TASK REQUIREMENTS. Determine how many lines in the entries below contain the word "ceiling", and state that number alone.

DATA EXTRACT.
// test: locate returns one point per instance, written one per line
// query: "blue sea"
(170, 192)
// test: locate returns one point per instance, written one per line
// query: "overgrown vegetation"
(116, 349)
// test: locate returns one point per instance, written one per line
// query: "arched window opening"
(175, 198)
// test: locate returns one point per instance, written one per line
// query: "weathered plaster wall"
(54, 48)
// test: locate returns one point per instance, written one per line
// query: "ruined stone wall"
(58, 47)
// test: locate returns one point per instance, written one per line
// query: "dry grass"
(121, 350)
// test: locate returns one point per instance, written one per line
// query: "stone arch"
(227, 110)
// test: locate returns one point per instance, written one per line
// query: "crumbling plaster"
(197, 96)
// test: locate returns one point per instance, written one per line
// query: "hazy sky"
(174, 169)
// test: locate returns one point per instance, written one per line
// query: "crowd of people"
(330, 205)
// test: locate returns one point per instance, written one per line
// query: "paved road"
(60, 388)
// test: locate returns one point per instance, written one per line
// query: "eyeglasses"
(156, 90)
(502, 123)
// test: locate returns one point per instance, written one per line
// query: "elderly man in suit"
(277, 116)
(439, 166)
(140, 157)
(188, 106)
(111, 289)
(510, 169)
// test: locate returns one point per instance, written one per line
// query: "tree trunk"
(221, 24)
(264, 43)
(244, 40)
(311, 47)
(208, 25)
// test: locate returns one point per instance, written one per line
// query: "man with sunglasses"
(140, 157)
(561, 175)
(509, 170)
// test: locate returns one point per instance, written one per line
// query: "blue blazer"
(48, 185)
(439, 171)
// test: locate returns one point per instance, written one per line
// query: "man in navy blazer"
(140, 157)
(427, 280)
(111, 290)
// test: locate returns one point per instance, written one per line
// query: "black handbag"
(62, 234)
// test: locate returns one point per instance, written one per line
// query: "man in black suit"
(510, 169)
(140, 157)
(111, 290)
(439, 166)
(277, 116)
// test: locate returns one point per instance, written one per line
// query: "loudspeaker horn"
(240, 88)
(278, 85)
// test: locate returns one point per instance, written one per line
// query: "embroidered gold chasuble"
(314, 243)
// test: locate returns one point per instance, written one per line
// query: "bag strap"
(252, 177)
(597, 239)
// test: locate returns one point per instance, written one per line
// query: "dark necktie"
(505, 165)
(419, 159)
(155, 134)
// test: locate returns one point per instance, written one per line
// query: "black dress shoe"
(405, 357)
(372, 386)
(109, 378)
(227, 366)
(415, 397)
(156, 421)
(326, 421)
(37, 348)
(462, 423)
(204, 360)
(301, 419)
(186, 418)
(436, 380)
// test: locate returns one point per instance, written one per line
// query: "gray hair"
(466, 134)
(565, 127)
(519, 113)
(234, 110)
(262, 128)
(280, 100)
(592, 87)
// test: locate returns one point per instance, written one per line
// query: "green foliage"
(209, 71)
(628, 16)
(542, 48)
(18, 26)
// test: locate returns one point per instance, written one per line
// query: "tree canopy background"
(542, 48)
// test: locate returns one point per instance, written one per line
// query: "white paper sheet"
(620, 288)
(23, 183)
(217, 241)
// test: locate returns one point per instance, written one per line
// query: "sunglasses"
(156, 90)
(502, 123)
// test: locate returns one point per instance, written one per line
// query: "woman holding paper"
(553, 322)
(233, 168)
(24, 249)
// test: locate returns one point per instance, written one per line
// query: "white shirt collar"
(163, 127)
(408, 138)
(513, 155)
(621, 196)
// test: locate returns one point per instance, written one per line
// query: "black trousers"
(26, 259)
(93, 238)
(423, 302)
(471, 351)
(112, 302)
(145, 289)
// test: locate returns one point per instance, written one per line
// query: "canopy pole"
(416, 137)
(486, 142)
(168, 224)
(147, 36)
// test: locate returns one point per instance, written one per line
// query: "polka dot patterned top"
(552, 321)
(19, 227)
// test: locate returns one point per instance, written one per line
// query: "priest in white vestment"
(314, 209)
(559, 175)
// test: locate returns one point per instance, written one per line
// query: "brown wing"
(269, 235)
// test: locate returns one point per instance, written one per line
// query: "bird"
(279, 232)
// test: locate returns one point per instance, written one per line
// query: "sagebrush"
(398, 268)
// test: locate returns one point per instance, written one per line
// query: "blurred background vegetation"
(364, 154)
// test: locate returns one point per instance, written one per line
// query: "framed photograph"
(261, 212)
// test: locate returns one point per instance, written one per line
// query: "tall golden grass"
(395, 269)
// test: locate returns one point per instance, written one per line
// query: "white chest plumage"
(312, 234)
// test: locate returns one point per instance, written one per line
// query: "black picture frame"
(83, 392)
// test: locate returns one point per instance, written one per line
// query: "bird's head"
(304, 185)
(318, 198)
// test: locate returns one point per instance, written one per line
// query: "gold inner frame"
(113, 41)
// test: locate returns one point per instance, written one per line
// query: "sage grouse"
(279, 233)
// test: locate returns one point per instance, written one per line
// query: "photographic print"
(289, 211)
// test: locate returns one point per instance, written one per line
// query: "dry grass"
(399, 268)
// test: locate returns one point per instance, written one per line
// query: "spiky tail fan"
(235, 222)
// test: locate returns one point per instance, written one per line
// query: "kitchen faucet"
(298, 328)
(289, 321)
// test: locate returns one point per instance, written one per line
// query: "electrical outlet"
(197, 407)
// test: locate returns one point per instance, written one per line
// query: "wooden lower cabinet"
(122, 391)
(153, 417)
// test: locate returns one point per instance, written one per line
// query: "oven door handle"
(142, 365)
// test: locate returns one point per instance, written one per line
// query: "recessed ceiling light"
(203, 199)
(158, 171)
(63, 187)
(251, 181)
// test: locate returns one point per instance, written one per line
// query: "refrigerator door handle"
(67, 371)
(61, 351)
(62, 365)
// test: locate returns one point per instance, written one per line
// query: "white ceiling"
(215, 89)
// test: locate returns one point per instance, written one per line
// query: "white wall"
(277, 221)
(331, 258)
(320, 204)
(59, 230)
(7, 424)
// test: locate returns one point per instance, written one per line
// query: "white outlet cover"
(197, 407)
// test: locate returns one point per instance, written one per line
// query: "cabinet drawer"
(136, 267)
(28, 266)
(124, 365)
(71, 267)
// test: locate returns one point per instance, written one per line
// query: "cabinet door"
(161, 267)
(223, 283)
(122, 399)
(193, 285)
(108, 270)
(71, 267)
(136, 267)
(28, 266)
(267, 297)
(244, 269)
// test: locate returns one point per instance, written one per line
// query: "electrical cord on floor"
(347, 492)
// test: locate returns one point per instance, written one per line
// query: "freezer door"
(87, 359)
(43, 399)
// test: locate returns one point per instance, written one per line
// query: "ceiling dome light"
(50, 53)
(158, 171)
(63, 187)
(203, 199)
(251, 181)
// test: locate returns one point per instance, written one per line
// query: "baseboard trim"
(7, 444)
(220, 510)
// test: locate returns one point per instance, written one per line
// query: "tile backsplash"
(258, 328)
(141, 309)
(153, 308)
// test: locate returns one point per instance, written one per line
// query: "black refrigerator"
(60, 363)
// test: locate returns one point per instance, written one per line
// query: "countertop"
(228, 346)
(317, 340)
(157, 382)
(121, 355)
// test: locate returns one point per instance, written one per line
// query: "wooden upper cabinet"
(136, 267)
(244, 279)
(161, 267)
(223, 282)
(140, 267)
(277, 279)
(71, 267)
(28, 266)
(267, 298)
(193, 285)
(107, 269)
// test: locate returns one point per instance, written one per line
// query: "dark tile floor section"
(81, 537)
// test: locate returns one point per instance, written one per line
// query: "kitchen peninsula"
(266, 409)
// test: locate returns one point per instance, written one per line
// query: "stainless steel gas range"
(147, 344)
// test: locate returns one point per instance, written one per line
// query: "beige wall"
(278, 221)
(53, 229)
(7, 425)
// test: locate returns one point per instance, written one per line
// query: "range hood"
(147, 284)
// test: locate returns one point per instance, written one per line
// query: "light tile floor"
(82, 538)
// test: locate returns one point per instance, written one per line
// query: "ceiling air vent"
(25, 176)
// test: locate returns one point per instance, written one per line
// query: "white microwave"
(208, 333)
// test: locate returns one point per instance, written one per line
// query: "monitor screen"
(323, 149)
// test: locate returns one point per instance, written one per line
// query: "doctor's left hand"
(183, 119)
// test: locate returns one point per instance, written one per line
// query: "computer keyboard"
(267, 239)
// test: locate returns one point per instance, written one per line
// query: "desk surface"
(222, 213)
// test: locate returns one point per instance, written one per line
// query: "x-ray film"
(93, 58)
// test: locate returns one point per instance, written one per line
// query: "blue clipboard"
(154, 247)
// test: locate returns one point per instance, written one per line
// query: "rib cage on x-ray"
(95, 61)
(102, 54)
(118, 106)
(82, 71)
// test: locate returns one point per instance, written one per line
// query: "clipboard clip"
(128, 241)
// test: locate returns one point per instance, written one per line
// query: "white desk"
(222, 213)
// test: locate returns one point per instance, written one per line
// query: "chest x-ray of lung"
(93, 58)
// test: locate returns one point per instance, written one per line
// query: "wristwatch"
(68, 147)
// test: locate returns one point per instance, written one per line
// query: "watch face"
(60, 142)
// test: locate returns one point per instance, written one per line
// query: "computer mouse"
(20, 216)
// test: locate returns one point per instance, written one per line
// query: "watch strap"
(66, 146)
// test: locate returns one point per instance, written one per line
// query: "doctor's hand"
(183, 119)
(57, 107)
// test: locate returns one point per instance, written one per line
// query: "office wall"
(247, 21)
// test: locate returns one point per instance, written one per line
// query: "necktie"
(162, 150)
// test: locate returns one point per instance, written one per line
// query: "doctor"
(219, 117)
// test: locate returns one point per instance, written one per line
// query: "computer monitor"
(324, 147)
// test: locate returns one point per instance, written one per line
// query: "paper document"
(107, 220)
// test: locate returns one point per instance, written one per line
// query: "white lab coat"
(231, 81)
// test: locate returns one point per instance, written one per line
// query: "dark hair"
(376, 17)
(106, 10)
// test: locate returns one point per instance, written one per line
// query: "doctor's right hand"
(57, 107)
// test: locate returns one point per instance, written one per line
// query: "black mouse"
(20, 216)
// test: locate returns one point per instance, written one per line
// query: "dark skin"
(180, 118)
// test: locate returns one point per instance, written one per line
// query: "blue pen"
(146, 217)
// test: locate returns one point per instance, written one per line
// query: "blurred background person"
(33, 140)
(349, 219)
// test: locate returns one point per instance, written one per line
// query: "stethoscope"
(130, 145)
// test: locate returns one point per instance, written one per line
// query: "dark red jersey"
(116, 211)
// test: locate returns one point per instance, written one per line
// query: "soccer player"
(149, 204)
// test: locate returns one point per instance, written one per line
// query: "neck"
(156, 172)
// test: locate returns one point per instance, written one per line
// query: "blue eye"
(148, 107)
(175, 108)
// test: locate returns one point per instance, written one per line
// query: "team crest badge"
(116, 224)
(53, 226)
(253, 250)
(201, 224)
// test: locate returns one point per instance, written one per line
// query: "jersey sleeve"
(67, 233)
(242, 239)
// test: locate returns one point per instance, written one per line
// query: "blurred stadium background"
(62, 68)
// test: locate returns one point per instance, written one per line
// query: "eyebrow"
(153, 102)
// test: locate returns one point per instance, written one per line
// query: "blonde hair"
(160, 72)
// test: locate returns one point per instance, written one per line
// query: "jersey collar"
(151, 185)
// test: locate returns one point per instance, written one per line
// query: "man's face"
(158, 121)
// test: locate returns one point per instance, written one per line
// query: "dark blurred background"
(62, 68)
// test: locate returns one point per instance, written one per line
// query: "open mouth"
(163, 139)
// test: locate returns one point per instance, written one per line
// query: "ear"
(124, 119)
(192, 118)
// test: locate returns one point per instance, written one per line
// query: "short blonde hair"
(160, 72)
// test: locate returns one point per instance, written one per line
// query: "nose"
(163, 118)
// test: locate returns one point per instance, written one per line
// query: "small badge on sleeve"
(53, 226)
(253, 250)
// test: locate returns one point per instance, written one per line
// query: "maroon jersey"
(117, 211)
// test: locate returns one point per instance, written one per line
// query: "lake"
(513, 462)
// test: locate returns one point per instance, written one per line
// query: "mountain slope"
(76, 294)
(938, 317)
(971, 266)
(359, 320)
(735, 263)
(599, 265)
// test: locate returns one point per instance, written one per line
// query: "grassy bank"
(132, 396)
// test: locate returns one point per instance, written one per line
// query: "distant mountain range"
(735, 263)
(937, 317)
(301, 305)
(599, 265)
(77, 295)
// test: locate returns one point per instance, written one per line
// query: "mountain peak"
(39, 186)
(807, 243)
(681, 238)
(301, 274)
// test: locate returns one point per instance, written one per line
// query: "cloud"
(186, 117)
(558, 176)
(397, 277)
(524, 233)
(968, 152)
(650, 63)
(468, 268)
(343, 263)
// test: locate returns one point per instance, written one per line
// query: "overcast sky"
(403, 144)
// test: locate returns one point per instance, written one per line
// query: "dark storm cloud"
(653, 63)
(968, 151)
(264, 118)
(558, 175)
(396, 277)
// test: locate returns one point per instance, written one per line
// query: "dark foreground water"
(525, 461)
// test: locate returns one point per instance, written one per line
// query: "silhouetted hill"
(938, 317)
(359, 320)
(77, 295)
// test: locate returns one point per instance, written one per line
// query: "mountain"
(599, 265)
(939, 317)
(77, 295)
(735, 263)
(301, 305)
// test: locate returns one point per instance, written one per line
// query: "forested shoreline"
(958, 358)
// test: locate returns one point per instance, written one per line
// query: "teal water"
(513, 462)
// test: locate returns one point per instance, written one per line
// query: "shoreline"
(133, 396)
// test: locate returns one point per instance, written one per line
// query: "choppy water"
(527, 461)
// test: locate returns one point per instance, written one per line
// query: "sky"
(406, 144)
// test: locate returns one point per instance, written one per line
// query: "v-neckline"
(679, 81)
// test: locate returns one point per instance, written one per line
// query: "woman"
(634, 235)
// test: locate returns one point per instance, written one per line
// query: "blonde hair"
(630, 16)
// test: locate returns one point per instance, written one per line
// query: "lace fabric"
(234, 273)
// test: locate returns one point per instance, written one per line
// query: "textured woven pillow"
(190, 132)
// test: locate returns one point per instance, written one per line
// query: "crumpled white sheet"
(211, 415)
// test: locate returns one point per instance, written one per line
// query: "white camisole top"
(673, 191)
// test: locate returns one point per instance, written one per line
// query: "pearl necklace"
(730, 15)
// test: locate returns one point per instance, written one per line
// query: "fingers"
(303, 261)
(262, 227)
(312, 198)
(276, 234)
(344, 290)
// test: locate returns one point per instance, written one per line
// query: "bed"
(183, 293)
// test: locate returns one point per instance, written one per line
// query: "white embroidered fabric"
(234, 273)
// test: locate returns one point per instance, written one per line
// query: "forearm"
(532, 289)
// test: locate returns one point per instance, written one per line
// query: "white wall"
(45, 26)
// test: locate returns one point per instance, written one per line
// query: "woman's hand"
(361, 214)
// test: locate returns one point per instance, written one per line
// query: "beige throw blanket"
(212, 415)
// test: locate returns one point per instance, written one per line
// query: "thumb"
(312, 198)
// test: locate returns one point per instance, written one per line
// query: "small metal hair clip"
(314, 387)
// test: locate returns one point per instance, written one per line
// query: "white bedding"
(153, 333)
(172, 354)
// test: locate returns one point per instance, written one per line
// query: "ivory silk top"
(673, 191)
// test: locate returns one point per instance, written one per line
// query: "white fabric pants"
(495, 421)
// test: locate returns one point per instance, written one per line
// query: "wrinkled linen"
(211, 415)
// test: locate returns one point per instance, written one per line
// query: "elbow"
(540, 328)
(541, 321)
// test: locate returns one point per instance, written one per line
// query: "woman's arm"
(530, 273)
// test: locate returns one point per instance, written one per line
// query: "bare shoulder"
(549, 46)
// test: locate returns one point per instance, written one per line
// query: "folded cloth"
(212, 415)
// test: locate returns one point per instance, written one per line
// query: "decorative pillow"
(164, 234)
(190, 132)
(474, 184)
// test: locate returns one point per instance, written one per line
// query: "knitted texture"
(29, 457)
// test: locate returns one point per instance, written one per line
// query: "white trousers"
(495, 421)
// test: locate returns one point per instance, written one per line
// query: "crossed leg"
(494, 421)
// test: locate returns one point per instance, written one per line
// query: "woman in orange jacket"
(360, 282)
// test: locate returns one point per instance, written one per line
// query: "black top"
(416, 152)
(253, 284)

RESPONSE TO THE TASK. 4